SET EXERCISE 1:
In the forum thread on controlling animation speed in Plotly, which property did the asker find but not know how to use?
SET EXERCISE 2:
Pick up the Plotly animation-speed thread where it stops and carry it forward.

Controlling animation speed using graph_objects in python

I am trying to generate an animated plot using following code.

trace1 = go.Scatter(y=[1], name='Testing Points')
layout =go.Layout(title='Animation Test',
                  title_x=0.5,
                  xaxis_title='Time', 
                  yaxis_title='Test Points',
                  updatemenus=[dict(type="buttons",
                                    buttons=[dict(label="Play",
                                                  method="animate",
                                                  args=[None])])]
                           )
frames= []
for i in range(0,100):
    trace1 = go.Scatter(y=list(range(i)))
    frames.append(go.Frame(data=[trace1]))
    
fig = go.Figure(data=[trace1], 
          layout=layout,
          frames=frames
         )

fig.show()

Can someone help me figure out how to control the animation speed of this? I have seen ‘transition/duration’ property, but not really sure how to use this in the above setting.

Hi @rahulrajpl,

This a modified version of your code that works:

y=np.arange(100)     
fig=go.Figure(go.Scatter(y=y[:1], mode='lines', name='Testing Points'))

DATA LINES:
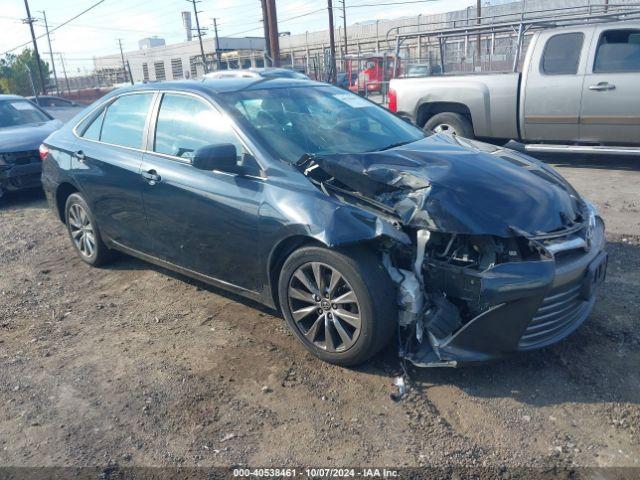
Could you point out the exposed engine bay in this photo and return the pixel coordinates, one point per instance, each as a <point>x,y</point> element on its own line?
<point>477,272</point>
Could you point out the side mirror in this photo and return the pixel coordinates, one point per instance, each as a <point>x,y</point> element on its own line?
<point>222,156</point>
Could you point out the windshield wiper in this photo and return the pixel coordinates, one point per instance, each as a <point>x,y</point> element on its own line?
<point>394,145</point>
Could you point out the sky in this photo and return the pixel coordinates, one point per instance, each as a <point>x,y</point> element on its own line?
<point>96,32</point>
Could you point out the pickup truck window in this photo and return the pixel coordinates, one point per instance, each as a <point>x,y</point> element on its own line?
<point>562,54</point>
<point>618,51</point>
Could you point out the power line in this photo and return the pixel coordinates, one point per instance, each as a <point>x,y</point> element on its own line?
<point>407,2</point>
<point>59,26</point>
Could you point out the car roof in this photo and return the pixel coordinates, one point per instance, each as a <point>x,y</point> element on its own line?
<point>11,97</point>
<point>221,85</point>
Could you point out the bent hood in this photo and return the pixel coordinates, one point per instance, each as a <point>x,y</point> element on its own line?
<point>456,185</point>
<point>26,137</point>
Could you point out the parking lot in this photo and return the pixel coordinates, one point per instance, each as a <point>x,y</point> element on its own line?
<point>134,365</point>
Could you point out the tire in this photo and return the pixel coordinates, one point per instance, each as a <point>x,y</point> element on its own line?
<point>452,123</point>
<point>363,275</point>
<point>84,233</point>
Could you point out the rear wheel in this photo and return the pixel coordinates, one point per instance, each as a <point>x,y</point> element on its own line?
<point>340,304</point>
<point>452,123</point>
<point>84,233</point>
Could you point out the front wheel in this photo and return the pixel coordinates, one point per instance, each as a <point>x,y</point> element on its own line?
<point>84,233</point>
<point>340,304</point>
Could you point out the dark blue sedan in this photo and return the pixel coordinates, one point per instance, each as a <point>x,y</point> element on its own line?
<point>358,226</point>
<point>23,127</point>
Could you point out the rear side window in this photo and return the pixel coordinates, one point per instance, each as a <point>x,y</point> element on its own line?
<point>562,54</point>
<point>125,119</point>
<point>186,124</point>
<point>93,131</point>
<point>618,51</point>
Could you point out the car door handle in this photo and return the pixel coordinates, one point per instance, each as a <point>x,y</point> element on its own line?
<point>602,86</point>
<point>151,176</point>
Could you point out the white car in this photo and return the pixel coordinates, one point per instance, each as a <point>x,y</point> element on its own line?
<point>257,73</point>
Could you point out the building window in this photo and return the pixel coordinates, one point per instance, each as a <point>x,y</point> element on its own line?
<point>193,61</point>
<point>159,69</point>
<point>176,68</point>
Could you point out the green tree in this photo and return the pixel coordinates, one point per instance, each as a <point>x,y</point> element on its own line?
<point>14,73</point>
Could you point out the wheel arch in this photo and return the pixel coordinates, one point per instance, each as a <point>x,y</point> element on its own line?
<point>63,191</point>
<point>279,255</point>
<point>429,109</point>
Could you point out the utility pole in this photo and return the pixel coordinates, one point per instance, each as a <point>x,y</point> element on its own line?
<point>265,24</point>
<point>195,12</point>
<point>344,25</point>
<point>215,31</point>
<point>30,21</point>
<point>478,21</point>
<point>274,37</point>
<point>332,43</point>
<point>124,64</point>
<point>64,71</point>
<point>53,64</point>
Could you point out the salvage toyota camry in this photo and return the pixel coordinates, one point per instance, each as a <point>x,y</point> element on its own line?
<point>359,227</point>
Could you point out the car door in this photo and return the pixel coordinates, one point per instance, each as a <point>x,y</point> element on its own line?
<point>204,221</point>
<point>106,164</point>
<point>553,86</point>
<point>611,93</point>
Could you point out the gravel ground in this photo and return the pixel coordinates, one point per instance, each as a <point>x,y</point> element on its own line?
<point>134,365</point>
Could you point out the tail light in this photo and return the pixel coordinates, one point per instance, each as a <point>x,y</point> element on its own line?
<point>393,101</point>
<point>43,150</point>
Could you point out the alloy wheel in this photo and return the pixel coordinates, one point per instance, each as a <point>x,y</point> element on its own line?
<point>324,307</point>
<point>82,232</point>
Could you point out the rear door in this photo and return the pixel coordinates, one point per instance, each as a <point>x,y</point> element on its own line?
<point>611,93</point>
<point>553,86</point>
<point>106,164</point>
<point>204,221</point>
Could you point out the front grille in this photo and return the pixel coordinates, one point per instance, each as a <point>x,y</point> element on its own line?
<point>22,158</point>
<point>560,311</point>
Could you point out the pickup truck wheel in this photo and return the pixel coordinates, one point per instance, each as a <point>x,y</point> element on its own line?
<point>339,303</point>
<point>452,123</point>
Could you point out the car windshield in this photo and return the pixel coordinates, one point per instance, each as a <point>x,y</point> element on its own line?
<point>282,74</point>
<point>318,120</point>
<point>20,112</point>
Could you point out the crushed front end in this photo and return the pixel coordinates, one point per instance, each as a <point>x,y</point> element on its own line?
<point>487,297</point>
<point>503,255</point>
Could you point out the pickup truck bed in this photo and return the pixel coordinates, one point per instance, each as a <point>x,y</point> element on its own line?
<point>489,100</point>
<point>579,88</point>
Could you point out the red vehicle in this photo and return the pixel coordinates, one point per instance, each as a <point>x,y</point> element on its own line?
<point>368,73</point>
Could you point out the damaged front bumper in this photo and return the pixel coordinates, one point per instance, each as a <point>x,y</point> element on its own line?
<point>518,306</point>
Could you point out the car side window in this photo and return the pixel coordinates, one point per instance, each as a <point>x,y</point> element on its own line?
<point>562,54</point>
<point>186,124</point>
<point>59,102</point>
<point>125,119</point>
<point>92,132</point>
<point>618,52</point>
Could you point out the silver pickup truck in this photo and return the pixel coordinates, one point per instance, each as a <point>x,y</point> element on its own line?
<point>579,90</point>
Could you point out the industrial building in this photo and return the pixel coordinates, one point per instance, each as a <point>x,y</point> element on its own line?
<point>309,52</point>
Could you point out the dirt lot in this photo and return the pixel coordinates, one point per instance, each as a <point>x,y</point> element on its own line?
<point>134,365</point>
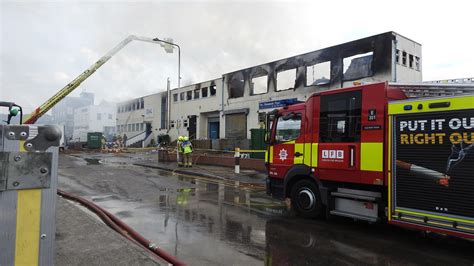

EXERCISE OUTPUT 1:
The 'transition/duration' property.

EXERCISE OUTPUT 2:
fig.update_layout(title='Animation Test',
                  title_x=0.5,
                  width=600, height=600, 
                  xaxis_title='Time', 
                  yaxis_title='Test Points',
                  yaxis_range=(0,99),
                  xaxis_range=(0,99), #you generate y-values for i =0, ...99, 
                                      #that are assigned, by default, to x-values 0, 1, ..., 99
                  
                  updatemenus=[dict(buttons = [dict(
                                               args = [None, {"frame": {"duration": 50, 
                                                                        "redraw": False},
                                                              "fromcurrent": True, 
                                                              "transition": {"duration": 0}}],
                                               label = "Play",
                                               method = "animate")],
                                type='buttons',
                                showactive=False,
                                y=1,
                                x=1.12,
                                xanchor='right',
                                yanchor='top')])
                                          
                    
frames= [go.Frame(data=[go.Scatter(y=y[:i])]) for i in range(1, 100)]
fig.update(frames=frames)

fig.show()

The transition duration defines the amount of time spent interpolating a trace from one state to another (currently limited to scatter traces), while the frame duration defines the total time spent in that state, including time spent transitioning.

2 Likes

Thank you. That worked.

Hi @empet,

I am reviving this thread because I am integrating your previous answer about rotations with the present one.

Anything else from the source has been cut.